#### Data for analysis
● ● ● ●

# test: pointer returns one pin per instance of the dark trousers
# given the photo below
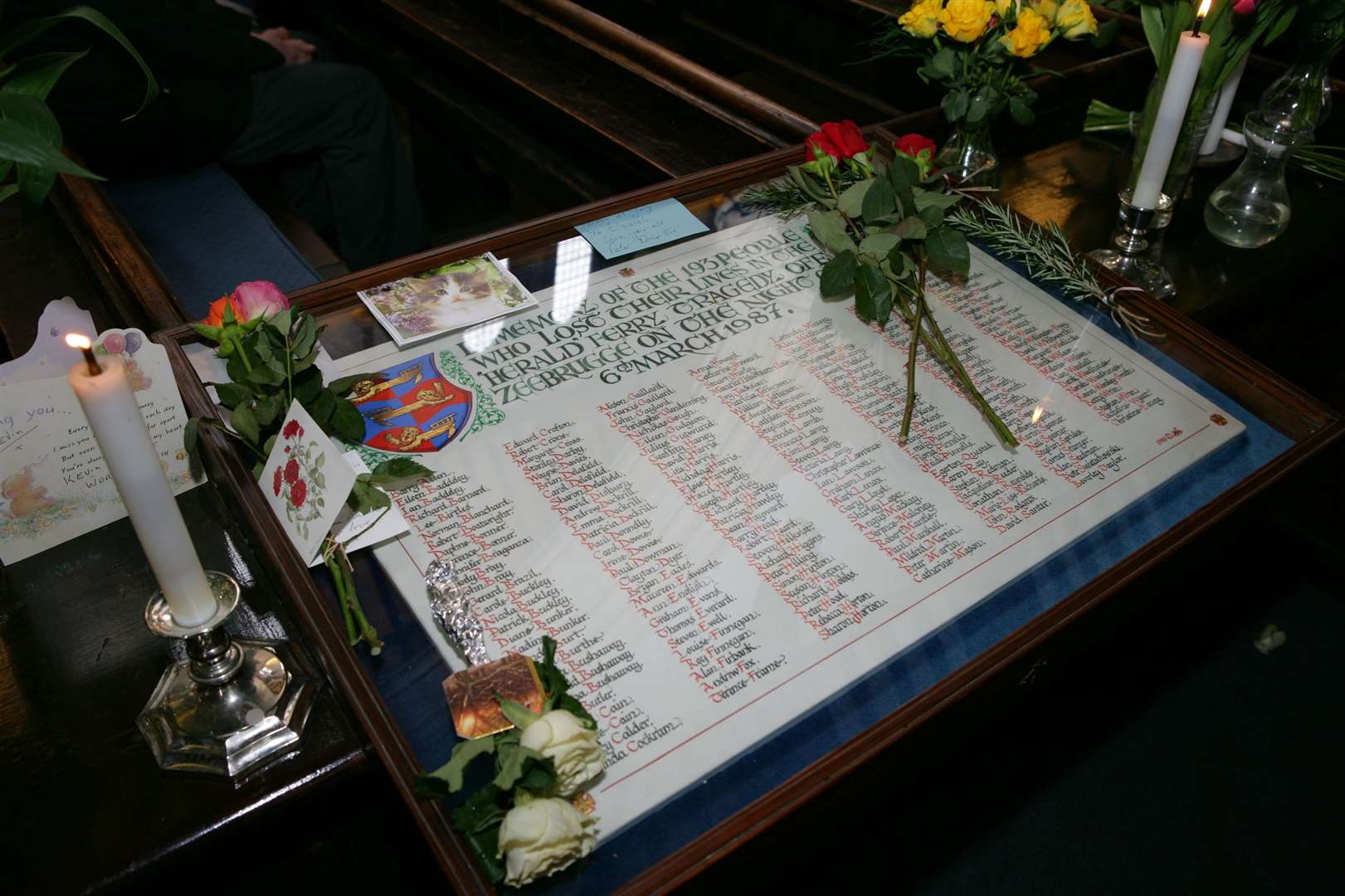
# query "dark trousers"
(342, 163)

● ● ● ●

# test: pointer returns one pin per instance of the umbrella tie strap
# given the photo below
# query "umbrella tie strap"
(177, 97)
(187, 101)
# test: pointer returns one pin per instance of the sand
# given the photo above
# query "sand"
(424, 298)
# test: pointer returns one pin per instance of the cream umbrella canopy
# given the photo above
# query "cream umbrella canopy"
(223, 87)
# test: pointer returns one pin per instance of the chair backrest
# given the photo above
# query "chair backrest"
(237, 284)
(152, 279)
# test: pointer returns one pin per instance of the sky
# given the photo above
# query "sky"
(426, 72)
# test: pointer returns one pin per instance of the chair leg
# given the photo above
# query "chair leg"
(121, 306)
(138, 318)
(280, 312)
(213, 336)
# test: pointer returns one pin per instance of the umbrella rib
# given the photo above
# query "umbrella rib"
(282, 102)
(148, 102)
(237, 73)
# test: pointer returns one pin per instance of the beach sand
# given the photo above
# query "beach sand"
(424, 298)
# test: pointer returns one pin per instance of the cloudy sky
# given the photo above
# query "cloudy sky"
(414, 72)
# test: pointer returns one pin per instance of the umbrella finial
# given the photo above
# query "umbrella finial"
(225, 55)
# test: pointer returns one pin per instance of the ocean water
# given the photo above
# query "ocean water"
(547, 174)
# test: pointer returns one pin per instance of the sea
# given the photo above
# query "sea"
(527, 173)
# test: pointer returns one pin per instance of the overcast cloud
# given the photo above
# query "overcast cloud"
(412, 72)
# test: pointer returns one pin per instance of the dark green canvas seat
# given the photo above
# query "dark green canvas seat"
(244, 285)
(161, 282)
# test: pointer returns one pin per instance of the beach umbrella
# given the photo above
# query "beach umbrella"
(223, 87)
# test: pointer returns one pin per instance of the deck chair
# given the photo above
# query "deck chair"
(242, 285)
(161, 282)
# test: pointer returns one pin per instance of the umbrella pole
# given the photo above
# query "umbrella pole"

● ● ● ●

#### Task goal
Search the listing above for the string "pole" and copy each line that has it.

#### Task output
# test: pointer returns one pin per instance of the umbrella pole
# query "umbrella pole"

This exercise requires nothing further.